## Document segment:

···

Gov. Bill Haslam issued a statement Friday pledging that state government departments “will comply…as quickly as possible” with a U.S. Supreme Court ruling that appears to nullify a “marriage protection amendment” added to the Tennessee Constitution a decade ago.

“The people of Tennessee have recently voted clearly on this issue,” Haslam said of the same-sex marriage ban voters overwhelmingly ratified in 2006. “The Supreme Court has overturned that vote.”

Media outlets across the state reported a rush among same-sex couples to obtain legal nuptials from duly authorized government officials in wake of the ruling.

On a 5-4 vote in the case of  Obergefell v. Hodges, Justice Anthony Kennedy, a Ronald Reagan appointee, joined the court’s liberals — Ruth Bader Ginsburg, Stephen Breyer, Sonia Sotomayor and Elena Kagan — in declaring that states cannot ban same-sex marriages and also must recognize such marriages performed in other states.

Tennessee was among the states, along with Ohio, Michigan and Kentucky, where prohibitions against same-sex marriage recognition were under challenge before the high court.

···

(Part of a data file)

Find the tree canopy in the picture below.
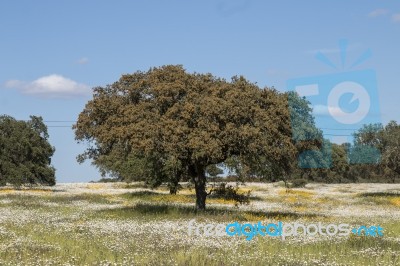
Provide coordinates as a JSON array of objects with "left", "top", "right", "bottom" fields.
[
  {"left": 74, "top": 65, "right": 296, "bottom": 209},
  {"left": 0, "top": 115, "right": 55, "bottom": 186}
]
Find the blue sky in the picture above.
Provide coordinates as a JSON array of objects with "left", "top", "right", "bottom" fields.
[{"left": 0, "top": 0, "right": 400, "bottom": 182}]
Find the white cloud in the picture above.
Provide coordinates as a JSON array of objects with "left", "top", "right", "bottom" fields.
[
  {"left": 77, "top": 57, "right": 89, "bottom": 65},
  {"left": 392, "top": 13, "right": 400, "bottom": 22},
  {"left": 368, "top": 8, "right": 389, "bottom": 18},
  {"left": 5, "top": 74, "right": 90, "bottom": 98},
  {"left": 306, "top": 43, "right": 362, "bottom": 54}
]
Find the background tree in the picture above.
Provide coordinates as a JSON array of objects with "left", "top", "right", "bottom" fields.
[
  {"left": 75, "top": 66, "right": 295, "bottom": 209},
  {"left": 0, "top": 115, "right": 55, "bottom": 186}
]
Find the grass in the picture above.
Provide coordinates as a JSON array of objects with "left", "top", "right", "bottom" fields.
[{"left": 0, "top": 184, "right": 400, "bottom": 266}]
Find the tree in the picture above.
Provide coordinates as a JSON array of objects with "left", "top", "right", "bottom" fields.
[
  {"left": 381, "top": 121, "right": 400, "bottom": 182},
  {"left": 0, "top": 115, "right": 55, "bottom": 186},
  {"left": 74, "top": 65, "right": 295, "bottom": 210}
]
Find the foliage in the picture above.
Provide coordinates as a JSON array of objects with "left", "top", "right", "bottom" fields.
[
  {"left": 75, "top": 65, "right": 295, "bottom": 209},
  {"left": 0, "top": 115, "right": 55, "bottom": 186}
]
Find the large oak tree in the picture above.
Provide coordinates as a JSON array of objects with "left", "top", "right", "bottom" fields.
[{"left": 74, "top": 65, "right": 295, "bottom": 209}]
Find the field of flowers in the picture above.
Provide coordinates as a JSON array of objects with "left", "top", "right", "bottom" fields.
[{"left": 0, "top": 183, "right": 400, "bottom": 265}]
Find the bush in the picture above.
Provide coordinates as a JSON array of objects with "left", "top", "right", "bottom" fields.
[
  {"left": 290, "top": 178, "right": 307, "bottom": 188},
  {"left": 209, "top": 183, "right": 251, "bottom": 206}
]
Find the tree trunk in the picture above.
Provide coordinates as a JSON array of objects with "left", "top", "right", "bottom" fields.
[{"left": 189, "top": 166, "right": 207, "bottom": 210}]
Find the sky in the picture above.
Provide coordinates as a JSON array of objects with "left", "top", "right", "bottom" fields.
[{"left": 0, "top": 0, "right": 400, "bottom": 182}]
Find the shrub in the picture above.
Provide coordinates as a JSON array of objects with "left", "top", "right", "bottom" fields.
[
  {"left": 290, "top": 178, "right": 307, "bottom": 188},
  {"left": 209, "top": 183, "right": 251, "bottom": 206}
]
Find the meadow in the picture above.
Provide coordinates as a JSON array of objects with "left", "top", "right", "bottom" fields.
[{"left": 0, "top": 183, "right": 400, "bottom": 266}]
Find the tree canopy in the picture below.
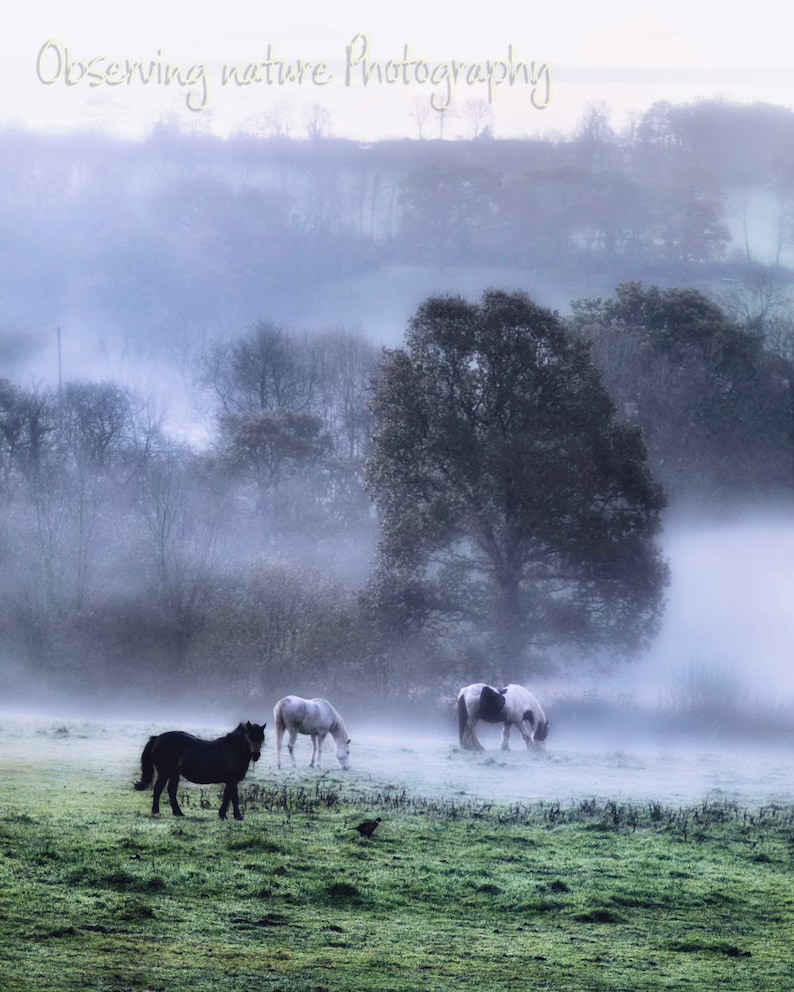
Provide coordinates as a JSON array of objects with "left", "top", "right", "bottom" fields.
[{"left": 367, "top": 290, "right": 667, "bottom": 676}]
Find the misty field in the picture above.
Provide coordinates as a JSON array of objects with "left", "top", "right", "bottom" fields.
[{"left": 0, "top": 717, "right": 794, "bottom": 992}]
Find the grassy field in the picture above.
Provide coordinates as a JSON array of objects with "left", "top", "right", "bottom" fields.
[{"left": 0, "top": 720, "right": 794, "bottom": 992}]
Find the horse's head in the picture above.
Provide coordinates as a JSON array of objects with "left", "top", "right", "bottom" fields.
[
  {"left": 336, "top": 737, "right": 350, "bottom": 771},
  {"left": 241, "top": 722, "right": 267, "bottom": 761}
]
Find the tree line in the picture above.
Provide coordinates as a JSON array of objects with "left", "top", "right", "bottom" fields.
[
  {"left": 0, "top": 282, "right": 794, "bottom": 704},
  {"left": 0, "top": 95, "right": 794, "bottom": 351}
]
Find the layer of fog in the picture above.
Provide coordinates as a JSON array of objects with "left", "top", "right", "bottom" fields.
[
  {"left": 0, "top": 714, "right": 794, "bottom": 816},
  {"left": 625, "top": 514, "right": 794, "bottom": 706}
]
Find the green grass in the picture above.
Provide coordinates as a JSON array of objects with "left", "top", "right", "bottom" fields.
[{"left": 0, "top": 732, "right": 794, "bottom": 992}]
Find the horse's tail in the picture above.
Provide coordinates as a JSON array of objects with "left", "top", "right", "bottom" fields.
[
  {"left": 458, "top": 692, "right": 469, "bottom": 744},
  {"left": 135, "top": 735, "right": 157, "bottom": 792}
]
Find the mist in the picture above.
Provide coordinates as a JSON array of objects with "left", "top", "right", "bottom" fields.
[{"left": 0, "top": 95, "right": 794, "bottom": 820}]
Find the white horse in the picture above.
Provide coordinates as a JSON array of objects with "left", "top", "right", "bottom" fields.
[
  {"left": 458, "top": 682, "right": 549, "bottom": 751},
  {"left": 273, "top": 696, "right": 350, "bottom": 768}
]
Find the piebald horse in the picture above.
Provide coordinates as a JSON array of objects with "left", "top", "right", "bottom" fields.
[
  {"left": 458, "top": 682, "right": 549, "bottom": 751},
  {"left": 273, "top": 696, "right": 350, "bottom": 768}
]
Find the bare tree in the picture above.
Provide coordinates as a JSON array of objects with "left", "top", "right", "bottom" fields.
[
  {"left": 463, "top": 97, "right": 494, "bottom": 139},
  {"left": 303, "top": 103, "right": 331, "bottom": 141},
  {"left": 411, "top": 96, "right": 431, "bottom": 141}
]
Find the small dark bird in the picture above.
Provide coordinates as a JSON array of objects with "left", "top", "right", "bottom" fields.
[{"left": 353, "top": 816, "right": 380, "bottom": 837}]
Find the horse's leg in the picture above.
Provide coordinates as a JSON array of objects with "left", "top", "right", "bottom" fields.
[
  {"left": 168, "top": 772, "right": 185, "bottom": 816},
  {"left": 310, "top": 734, "right": 325, "bottom": 768},
  {"left": 152, "top": 772, "right": 168, "bottom": 816},
  {"left": 518, "top": 726, "right": 540, "bottom": 751},
  {"left": 226, "top": 782, "right": 243, "bottom": 820},
  {"left": 276, "top": 715, "right": 284, "bottom": 771},
  {"left": 468, "top": 720, "right": 485, "bottom": 751},
  {"left": 218, "top": 782, "right": 243, "bottom": 820},
  {"left": 287, "top": 730, "right": 298, "bottom": 768}
]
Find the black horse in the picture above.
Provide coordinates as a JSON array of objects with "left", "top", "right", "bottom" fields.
[{"left": 135, "top": 723, "right": 266, "bottom": 820}]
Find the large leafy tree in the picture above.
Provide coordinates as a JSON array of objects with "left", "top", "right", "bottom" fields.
[{"left": 367, "top": 290, "right": 667, "bottom": 676}]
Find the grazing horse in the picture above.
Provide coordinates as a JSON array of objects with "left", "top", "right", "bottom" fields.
[
  {"left": 273, "top": 696, "right": 350, "bottom": 768},
  {"left": 458, "top": 682, "right": 549, "bottom": 751},
  {"left": 135, "top": 723, "right": 266, "bottom": 820}
]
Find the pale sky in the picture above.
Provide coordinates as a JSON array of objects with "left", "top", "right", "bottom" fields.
[{"left": 0, "top": 0, "right": 794, "bottom": 139}]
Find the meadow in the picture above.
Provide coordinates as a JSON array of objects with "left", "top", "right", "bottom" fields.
[{"left": 0, "top": 718, "right": 794, "bottom": 992}]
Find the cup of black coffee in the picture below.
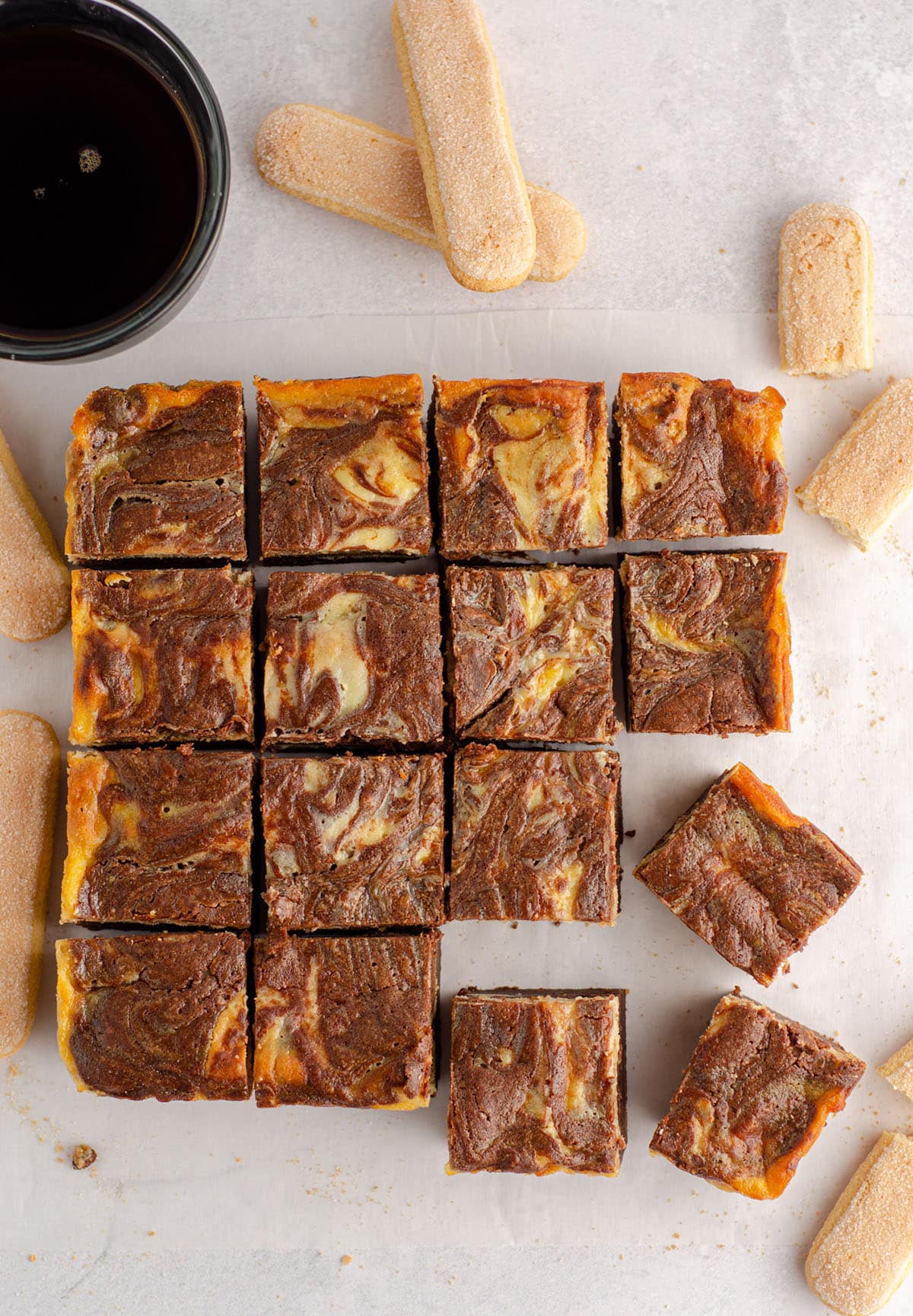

···

## Directions:
**a)** According to the news report on Tennessee and the Supreme Court marriage ruling, in what year did voters ratify the state's same-sex marriage ban?
**b)** Render this sentence from the news report on Tennessee and the Supreme Court marriage ruling in Spanish: "Media outlets across the state reported a rush among same-sex couples to obtain legal nuptials from duly authorized government officials in wake of the ruling."
**c)** Carry on the news report about Tennessee and the Supreme Court marriage ruling from its final sentence.

## Responses in order:
**a)** 2006

**b)** Los medios de comunicación de todo el estado informaron de una avalancha de parejas del mismo sexo que acudían a funcionarios gubernamentales debidamente autorizados para contraer matrimonio legal tras el fallo.

**c)**
Writing for the majority, Kennedy observed that society’s assumptions about marriage have been subject to modified over the ages. But marriage remains, he wrote, “a keystone of the Nation’s social order.”

“Changed understandings of marriage are characteristic of a Nation where new dimensions of freedom become apparent to new generations,” he contended.

“The limitation of marriage to opposite-sex couples may long have seemed natural and just, but its inconsistency with the central meaning of the fundamental right to marry is now manifest,” Kennedy said. “With that knowledge must come the recognition that laws excluding same-sex couples from the marriage right impose stigma and injury of the kind prohibited by our basic charter.”

Kennedy wrote that it has become apparent to the 5-member majority that the state laws in question “burden the liberty of same-sex couples, and it must be further acknowledged that they abridge central precepts of equality.”

They therefore concluded that “the right to marry is a fundamental right inherent in the liberty of the person, and under the Due Process and Equal Protection Clauses of the Fourteenth Amendment couples of the same-sex may not be deprived of that right and that liberty.”

“The Court now holds that same-sex couples may exercise the fundamental right to marry,” wrote Kennedy. “No longer may this liberty be denied to them.”

The bottom line, he wrote, is that a majority on the court believes “same-sex couples may exercise the fundamental right to marry in all States.”

“It follows that the Court also must hold—and it now does hold—that there is no lawful basis for a State to refuse to recognize a lawful same-sex marriage performed in another State on the ground of its same-sex character,” Kennedy wrote.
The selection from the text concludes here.